INSTRUCTIONS TO FOLLOW: Say whether each statement below agrees with the blog text, answering yes or no and quoting the deciding words of the text. 1. Dell will give away three XPS 13 developer editions at OSCON. 2. The Modular Data Center was set up inside a Dell building. 3. The glossary classifies an email as structured data.

PROVIDED TEXT:
• • • •

July 18, 2013
Next week, myself, Michael Cote and a whole other bunch of Dell folk will be heading out to Portland for the 15th annual OSCON-ana-polooza. We will have two talks that you might want to check out:
Cote and I will be giving the first and the second will be lead by Joseph George and James Urquhart.
And speaking of Project Sputnik, we will be giving away three of our XPS 13 developer editions: one as a door prize at the OpenStack birthday party, one as a drawing at our booth and one to be given away at James and Joseph’s talk listed above.
We will also have a limited amount of the shirt to the right so stop by the booth.
But wait, there’s more….
To learn firsthand about Dell’s open source solutions be sure to swing by booth #719 where we will have experts on hand to talk to you about our wide array of solutions:
- OpenStack cloud solutions
- Hadoop big data solutions
- Project Sputnik (the client to cloud developer platform)
- Dell Multi-Cloud Manager (the platform formerly known as “Enstratius”)
- Hyperscale computing systems
Hope to see you there.
Pau for now…
April 1, 2013
Back in September I posted an entry about the Modular Data Center that we set up in the Dell parking lot. Here is a time lapse video showing the MDC and the location being built out.
The MDC allows customers to test solutions at scale. It is running OpenStack and various Big Data goodies such as Hadoop, Hbase, Cassandra, MongoDB, Gluster etc…
Customers can tap into the MDC from Dell’s solution centers around the world and do proof of concepts as well competitive bake-offs between various big data technologies so they can determine which might best suit their environment and use case.
September 11, 2012
Why use valuable internal real estate when you can just set up a Modular Data Center (MDC) in your parking lot? The point wasn’t lost on the Dell Solution Center team who, with help from our partners Intel, is doing just that here in Round Rock.
The new MDC, which should be online in a few weeks, will host Dell’s OpenStack-Powered Cloud and Apache Hadoop solutions for customers to test drive and build POCs in Dell Solution Centers around the world.
Here’s the MDC being lowered into place yesterday.
Here are some pics I snapped this morning when I went down to get my coffee. (double click on them to see them full sized)
Pau for now…
February 24, 2012
At our sales kickoff in Vegas, Rob Hirschfeld chose a unique vehicle to succinctly convey our Big Data story here at Dell. Check out the video below to hear one of our chief software architects for our Big Data and OpenStack solutions explain, in less than 90 seconds, what we are up to in the space and the value it brings customers.
Extra credit reading
Pau for now…
January 18, 2012
Here is part two of three of the Web glossary I complied. As I mentioned in my last two entries, in compiling this I pulled information from various and sundry sources across the Web including wikipedia, community and company web sites and the brain of Cote.
- Structured data: Data that can be organized in a structure e.g. rows or columns so that it is identifiable. The most universal form of structured data is a database like SQL or Access.
- Unstructured data: Data that has no identifiable structure. Unstructured data typically includes bitmap images/objects, text and other data types that are not part of a database. Most enterprise data today can actually be considered unstructured. An email is considered unstructured data.

• • • •

SUPPLIED MATERIAL:

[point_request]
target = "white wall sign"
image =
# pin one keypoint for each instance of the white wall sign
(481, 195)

• • • •

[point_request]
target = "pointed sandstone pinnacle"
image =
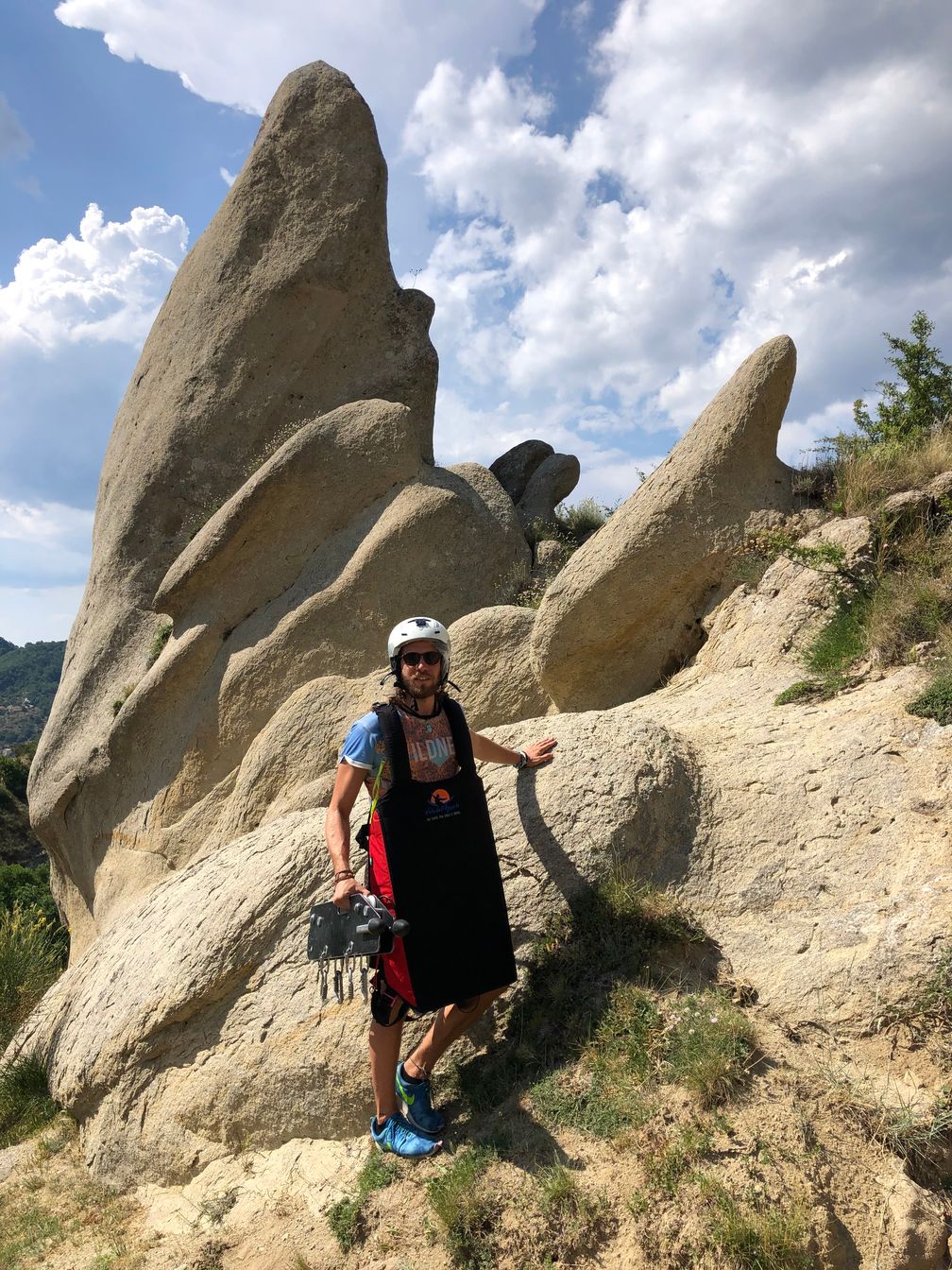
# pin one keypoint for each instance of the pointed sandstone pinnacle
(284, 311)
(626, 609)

• • • •

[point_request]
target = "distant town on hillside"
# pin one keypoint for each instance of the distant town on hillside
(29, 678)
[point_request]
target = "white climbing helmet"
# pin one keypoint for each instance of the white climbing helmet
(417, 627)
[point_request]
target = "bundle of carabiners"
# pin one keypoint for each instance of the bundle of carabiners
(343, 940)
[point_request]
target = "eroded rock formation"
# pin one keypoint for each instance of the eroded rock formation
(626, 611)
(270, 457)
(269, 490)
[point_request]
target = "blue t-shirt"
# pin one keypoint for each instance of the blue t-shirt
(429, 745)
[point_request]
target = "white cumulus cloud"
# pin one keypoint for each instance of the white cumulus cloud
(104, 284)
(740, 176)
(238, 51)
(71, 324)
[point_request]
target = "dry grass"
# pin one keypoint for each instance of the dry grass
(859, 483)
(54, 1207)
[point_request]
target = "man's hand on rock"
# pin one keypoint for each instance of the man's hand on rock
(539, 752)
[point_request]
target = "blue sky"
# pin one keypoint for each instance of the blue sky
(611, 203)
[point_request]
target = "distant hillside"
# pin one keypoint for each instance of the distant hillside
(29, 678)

• • • •

WRITTEN RESPONSE:
1. Yes: "we will be giving away three of our XPS 13 developer editions"
2. No: "the Modular Data Center that we set up in the Dell parking lot"
3. No: "An email is considered unstructured data."